> **Goal**
Rewrite the entries from the beginning up to and including the line with "[399,343,483,408]", replacing "tarp" with "tarpaulin" and keeping everything else the same. Leave out the pictures.
>>>
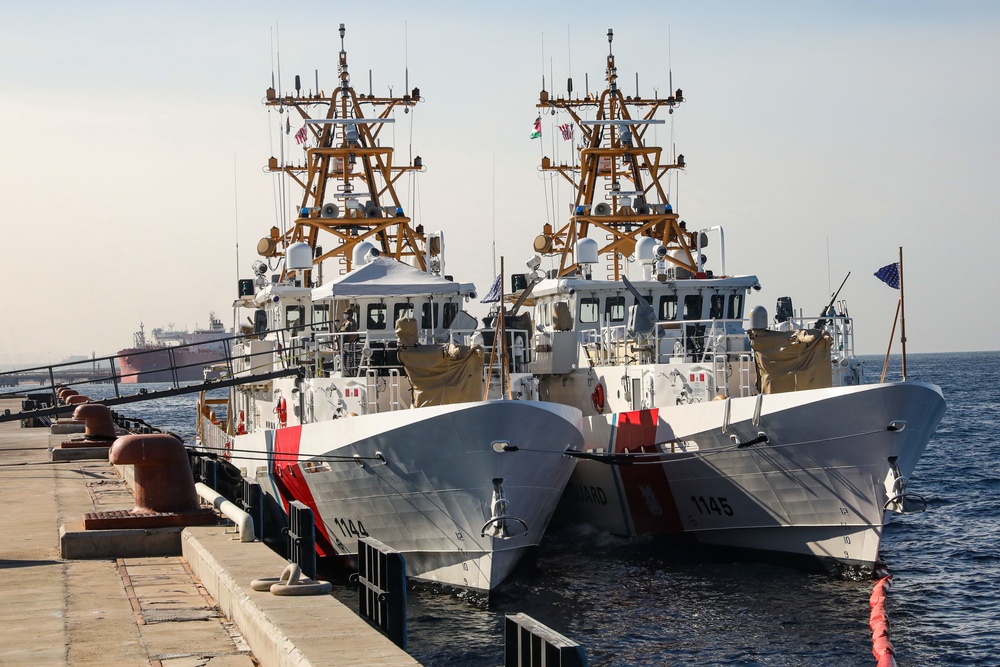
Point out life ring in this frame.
[590,382,604,414]
[274,396,288,428]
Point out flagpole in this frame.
[879,299,903,384]
[899,246,906,382]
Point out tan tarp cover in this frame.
[747,329,833,394]
[399,343,483,408]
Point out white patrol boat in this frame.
[199,26,582,591]
[516,31,945,567]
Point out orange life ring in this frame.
[590,382,604,414]
[274,396,288,428]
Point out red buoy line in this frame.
[868,563,897,667]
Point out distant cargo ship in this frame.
[118,313,233,384]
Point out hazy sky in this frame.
[0,0,1000,365]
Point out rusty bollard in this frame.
[60,403,117,449]
[108,433,198,514]
[73,403,117,442]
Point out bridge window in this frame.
[392,303,413,326]
[365,303,387,330]
[420,303,438,329]
[657,294,677,322]
[729,294,743,320]
[708,293,726,320]
[312,305,330,331]
[684,294,701,320]
[285,306,306,336]
[442,301,458,329]
[604,296,625,322]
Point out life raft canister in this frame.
[590,382,604,414]
[274,396,288,428]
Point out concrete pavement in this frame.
[0,400,418,667]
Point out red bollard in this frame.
[73,403,118,441]
[108,433,198,514]
[60,403,117,449]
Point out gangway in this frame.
[0,326,306,422]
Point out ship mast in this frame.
[534,29,699,280]
[257,24,427,282]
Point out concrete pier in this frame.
[0,400,418,667]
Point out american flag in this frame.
[875,262,899,289]
[479,273,503,303]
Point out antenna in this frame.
[667,26,674,95]
[566,23,573,98]
[542,32,545,90]
[233,157,240,292]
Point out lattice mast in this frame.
[534,29,698,280]
[258,24,426,280]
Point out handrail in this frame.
[194,482,256,542]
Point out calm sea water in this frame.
[72,352,1000,667]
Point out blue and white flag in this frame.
[479,273,503,303]
[875,262,899,289]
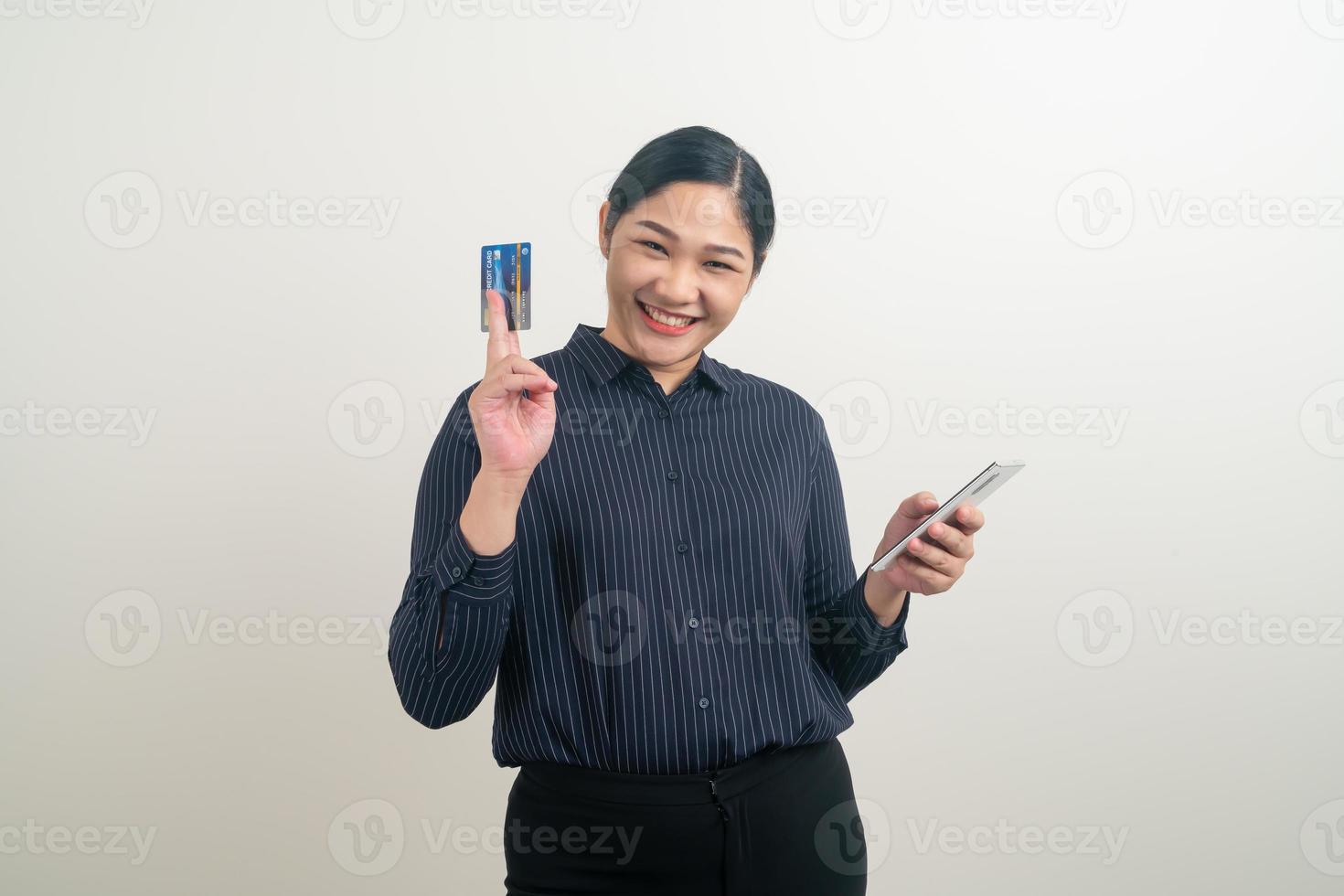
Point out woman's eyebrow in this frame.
[635,220,746,261]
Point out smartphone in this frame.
[869,461,1027,572]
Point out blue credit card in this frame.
[481,243,532,333]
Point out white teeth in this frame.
[640,303,695,326]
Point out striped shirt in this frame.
[389,324,910,773]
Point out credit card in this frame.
[481,243,532,333]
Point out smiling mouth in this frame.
[635,300,700,326]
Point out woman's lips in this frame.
[635,300,700,336]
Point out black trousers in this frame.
[504,739,869,896]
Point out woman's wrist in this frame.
[863,570,910,629]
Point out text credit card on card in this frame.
[481,243,532,333]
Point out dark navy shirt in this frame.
[389,324,910,773]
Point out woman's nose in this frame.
[653,266,700,310]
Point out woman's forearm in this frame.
[460,470,527,556]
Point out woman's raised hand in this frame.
[466,289,560,485]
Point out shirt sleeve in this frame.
[804,414,910,702]
[387,386,517,728]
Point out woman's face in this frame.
[598,181,754,369]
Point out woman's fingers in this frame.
[896,553,955,593]
[485,289,523,369]
[927,523,976,560]
[500,373,555,393]
[910,539,963,576]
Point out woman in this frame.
[389,128,984,896]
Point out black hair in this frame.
[603,125,774,277]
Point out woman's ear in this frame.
[597,198,612,261]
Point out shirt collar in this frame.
[564,324,741,392]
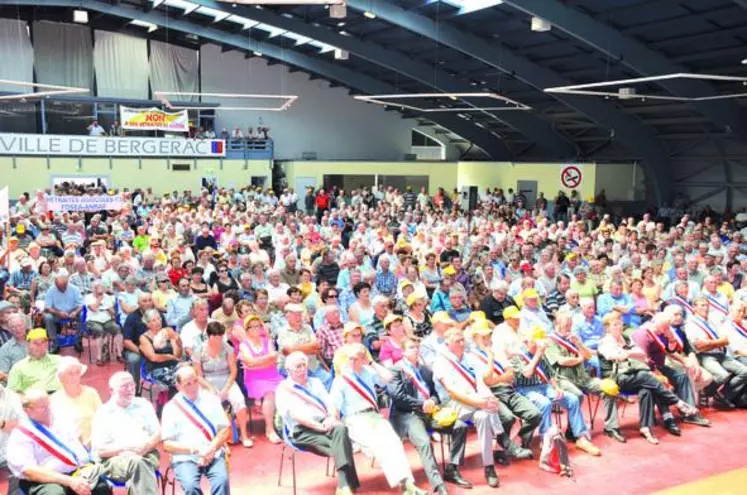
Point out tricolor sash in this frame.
[669,296,695,314]
[474,349,506,375]
[18,419,80,468]
[706,294,729,316]
[402,363,431,400]
[732,321,747,339]
[342,374,379,411]
[289,383,328,417]
[693,316,718,340]
[174,395,218,442]
[519,351,550,383]
[444,355,477,390]
[646,327,667,354]
[550,332,581,356]
[672,327,685,351]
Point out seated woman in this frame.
[192,321,254,447]
[140,308,182,391]
[49,356,101,447]
[239,315,283,443]
[84,280,124,366]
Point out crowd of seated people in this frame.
[0,184,747,495]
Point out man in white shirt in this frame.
[179,299,213,357]
[276,351,360,495]
[161,366,231,495]
[91,371,161,495]
[8,390,110,495]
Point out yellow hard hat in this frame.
[599,378,620,397]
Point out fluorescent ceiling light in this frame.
[130,19,158,33]
[353,93,532,113]
[73,10,88,24]
[544,72,747,101]
[0,79,89,101]
[153,91,298,112]
[197,7,231,22]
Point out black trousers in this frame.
[292,425,360,490]
[18,479,112,495]
[490,386,542,450]
[616,370,680,428]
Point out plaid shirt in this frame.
[375,271,397,297]
[316,322,343,362]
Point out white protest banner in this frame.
[0,186,10,223]
[47,195,125,211]
[0,133,226,158]
[119,106,189,132]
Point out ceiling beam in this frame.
[191,0,577,159]
[506,0,747,141]
[7,0,512,160]
[354,0,672,202]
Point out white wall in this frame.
[200,45,416,161]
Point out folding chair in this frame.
[278,423,330,495]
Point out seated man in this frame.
[545,311,625,443]
[685,297,747,408]
[471,320,541,462]
[330,344,426,495]
[573,298,604,376]
[91,371,161,495]
[599,311,697,445]
[0,313,28,381]
[276,352,362,495]
[8,328,60,394]
[161,366,231,495]
[8,390,112,495]
[433,328,503,488]
[44,272,83,354]
[631,313,711,436]
[511,327,601,456]
[389,338,472,495]
[0,384,24,495]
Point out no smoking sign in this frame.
[560,165,583,189]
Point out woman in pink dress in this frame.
[239,315,283,443]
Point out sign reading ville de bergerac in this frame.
[0,133,226,158]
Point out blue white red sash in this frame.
[706,294,729,316]
[18,419,80,468]
[669,296,695,314]
[693,316,718,340]
[672,327,685,351]
[402,363,431,400]
[474,349,506,375]
[646,327,667,354]
[444,355,477,390]
[342,374,379,411]
[289,383,328,417]
[174,395,218,442]
[731,321,747,339]
[519,351,550,383]
[550,332,581,356]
<<<
> **Output for this exercise**
Point out life ring in this frame.
[590,382,604,414]
[274,396,288,428]
Point out flagpole in this frame.
[879,299,903,384]
[899,246,906,382]
Point out tan tarpaulin cover in this frame.
[747,329,833,394]
[399,343,483,408]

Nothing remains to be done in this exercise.